> _EXERCISE DIRECTIONS_
Please copy the lines below exactly, from the first one through the line showing "FIND: girl in red dress".

(Referring expression pointing data)
▬▬▬▬▬▬▬▬▬▬

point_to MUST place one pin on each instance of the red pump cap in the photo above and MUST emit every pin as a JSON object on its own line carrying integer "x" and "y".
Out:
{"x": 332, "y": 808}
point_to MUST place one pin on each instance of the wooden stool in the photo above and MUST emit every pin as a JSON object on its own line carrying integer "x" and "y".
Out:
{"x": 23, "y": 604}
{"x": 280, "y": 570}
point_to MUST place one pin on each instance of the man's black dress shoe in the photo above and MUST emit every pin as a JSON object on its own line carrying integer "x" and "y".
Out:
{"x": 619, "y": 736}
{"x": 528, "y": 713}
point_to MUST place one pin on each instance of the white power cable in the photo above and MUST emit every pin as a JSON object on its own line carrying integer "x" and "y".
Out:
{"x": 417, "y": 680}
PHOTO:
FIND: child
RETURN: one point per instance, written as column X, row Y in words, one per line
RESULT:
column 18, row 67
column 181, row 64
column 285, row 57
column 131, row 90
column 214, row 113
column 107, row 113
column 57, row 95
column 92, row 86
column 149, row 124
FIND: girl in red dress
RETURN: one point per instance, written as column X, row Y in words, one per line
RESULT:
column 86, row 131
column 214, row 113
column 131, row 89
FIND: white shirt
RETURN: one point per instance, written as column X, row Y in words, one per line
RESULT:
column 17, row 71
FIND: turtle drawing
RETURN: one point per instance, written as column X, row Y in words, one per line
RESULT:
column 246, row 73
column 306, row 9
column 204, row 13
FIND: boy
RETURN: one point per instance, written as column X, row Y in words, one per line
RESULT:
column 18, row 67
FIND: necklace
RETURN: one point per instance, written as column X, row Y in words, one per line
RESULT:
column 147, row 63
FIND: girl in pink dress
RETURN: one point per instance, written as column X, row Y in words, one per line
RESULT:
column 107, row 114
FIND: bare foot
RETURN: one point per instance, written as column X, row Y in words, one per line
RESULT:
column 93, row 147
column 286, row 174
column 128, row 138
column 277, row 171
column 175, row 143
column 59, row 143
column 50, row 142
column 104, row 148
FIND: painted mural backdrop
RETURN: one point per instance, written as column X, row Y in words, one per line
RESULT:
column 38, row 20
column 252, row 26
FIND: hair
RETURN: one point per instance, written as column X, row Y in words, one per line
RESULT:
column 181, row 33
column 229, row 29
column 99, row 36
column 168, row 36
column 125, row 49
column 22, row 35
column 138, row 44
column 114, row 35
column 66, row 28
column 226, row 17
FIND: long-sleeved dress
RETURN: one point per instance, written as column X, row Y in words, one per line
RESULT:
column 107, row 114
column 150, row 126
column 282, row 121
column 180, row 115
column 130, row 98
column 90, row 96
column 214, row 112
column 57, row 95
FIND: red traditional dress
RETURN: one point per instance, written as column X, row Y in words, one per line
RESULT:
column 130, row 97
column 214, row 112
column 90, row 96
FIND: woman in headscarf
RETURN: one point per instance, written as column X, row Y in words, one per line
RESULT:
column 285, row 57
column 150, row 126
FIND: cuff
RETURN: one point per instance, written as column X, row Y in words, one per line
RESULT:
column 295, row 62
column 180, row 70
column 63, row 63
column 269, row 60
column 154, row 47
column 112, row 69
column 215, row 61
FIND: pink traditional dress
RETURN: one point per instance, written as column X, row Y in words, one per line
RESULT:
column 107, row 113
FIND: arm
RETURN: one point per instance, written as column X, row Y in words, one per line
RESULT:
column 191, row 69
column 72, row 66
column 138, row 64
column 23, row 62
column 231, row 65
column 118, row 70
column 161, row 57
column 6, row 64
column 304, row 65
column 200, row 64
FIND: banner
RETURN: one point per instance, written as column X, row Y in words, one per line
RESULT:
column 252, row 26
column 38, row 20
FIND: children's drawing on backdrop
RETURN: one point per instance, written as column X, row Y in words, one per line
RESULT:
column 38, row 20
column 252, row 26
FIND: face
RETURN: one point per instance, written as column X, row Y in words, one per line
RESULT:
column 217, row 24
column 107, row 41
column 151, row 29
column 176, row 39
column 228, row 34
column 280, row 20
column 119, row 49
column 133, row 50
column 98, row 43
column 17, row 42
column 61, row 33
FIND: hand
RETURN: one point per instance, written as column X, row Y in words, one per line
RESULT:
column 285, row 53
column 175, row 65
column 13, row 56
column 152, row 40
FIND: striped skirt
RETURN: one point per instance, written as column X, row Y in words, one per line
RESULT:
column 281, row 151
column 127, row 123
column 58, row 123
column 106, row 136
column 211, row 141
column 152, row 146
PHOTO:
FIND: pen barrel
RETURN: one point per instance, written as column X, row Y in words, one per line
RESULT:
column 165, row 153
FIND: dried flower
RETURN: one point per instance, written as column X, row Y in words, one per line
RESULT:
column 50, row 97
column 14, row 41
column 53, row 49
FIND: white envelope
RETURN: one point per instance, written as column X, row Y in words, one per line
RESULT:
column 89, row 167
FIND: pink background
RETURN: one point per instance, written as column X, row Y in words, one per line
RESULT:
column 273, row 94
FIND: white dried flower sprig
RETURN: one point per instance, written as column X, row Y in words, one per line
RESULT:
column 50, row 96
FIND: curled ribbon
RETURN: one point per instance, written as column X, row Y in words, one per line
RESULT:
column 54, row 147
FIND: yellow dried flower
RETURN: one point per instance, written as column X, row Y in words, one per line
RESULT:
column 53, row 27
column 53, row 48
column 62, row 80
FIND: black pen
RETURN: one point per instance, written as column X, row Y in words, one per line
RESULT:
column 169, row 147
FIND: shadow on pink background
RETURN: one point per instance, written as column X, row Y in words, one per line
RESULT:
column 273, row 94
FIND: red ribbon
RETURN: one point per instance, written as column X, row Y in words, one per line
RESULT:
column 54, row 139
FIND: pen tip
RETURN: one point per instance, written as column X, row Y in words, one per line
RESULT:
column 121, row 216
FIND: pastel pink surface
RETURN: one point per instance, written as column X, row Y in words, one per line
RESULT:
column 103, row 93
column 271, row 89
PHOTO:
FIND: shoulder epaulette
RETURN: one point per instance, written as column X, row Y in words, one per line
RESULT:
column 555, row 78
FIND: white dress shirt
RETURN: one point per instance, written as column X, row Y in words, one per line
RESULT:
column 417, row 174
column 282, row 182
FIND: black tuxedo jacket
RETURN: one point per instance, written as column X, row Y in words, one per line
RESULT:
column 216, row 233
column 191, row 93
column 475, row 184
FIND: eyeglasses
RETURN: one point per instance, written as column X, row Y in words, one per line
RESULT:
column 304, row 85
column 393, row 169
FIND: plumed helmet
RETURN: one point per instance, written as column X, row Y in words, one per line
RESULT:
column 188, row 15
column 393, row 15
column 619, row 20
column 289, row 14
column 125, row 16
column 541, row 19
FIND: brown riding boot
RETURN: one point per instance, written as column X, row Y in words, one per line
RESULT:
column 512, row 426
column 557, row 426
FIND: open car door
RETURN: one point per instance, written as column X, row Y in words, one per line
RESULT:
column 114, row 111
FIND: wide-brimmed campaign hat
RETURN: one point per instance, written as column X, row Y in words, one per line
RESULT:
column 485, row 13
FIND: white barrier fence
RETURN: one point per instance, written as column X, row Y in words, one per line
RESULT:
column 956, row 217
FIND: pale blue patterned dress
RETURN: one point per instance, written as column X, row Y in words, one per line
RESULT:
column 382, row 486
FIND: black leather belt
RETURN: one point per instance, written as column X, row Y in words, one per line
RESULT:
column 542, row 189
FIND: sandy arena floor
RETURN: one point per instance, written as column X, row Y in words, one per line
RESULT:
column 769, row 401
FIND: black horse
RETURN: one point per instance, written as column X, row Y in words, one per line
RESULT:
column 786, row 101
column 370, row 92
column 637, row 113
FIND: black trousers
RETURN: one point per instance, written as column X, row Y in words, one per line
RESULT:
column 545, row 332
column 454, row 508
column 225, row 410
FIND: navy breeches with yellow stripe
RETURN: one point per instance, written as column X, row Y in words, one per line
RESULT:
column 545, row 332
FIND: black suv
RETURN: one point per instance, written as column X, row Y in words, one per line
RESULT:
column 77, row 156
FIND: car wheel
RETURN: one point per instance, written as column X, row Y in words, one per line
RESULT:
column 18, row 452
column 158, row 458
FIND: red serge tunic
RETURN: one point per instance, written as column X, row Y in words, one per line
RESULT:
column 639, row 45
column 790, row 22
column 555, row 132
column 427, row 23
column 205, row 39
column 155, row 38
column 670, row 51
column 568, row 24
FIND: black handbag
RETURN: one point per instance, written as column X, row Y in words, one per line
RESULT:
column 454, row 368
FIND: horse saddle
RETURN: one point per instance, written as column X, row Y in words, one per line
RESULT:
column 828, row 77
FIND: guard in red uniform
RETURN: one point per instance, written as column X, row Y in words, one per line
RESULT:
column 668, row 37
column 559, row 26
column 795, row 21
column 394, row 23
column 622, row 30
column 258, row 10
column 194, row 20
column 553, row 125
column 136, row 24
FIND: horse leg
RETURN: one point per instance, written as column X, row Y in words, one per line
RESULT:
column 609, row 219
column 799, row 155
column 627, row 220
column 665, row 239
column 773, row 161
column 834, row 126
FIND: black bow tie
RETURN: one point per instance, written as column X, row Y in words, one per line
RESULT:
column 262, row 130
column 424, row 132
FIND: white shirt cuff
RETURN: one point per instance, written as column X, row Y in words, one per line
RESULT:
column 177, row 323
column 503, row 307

▬▬▬▬▬▬▬▬▬▬

> _OUTPUT BELOW_
point_to MUST place one pin on each instance of the red pump cap in the photo above and MUST emit every pin as a JSON object on its own line carrying integer "x" and "y".
Out:
{"x": 332, "y": 808}
point_to MUST place one pin on each instance of the wooden stool in the photo above and MUST emit every pin as a JSON object on its own line carrying integer "x" and "y".
Out:
{"x": 23, "y": 604}
{"x": 280, "y": 570}
point_to MUST place one pin on each instance of the man's black dress shoe in the photo above and MUST emit every pin as a JSON object on its own line carrying integer "x" and "y".
Out:
{"x": 619, "y": 736}
{"x": 528, "y": 713}
point_to MUST place one pin on each instance of the white power cable in the photo above and MUST emit every pin as a JSON object on its own line carrying integer "x" and "y".
Out:
{"x": 417, "y": 680}
PHOTO:
FIND: child
RETURN: one point per instance, written as column X, row Y in words, one per line
RESULT:
column 18, row 67
column 181, row 64
column 285, row 57
column 131, row 90
column 214, row 113
column 107, row 113
column 57, row 95
column 92, row 86
column 149, row 124
FIND: girl in red dress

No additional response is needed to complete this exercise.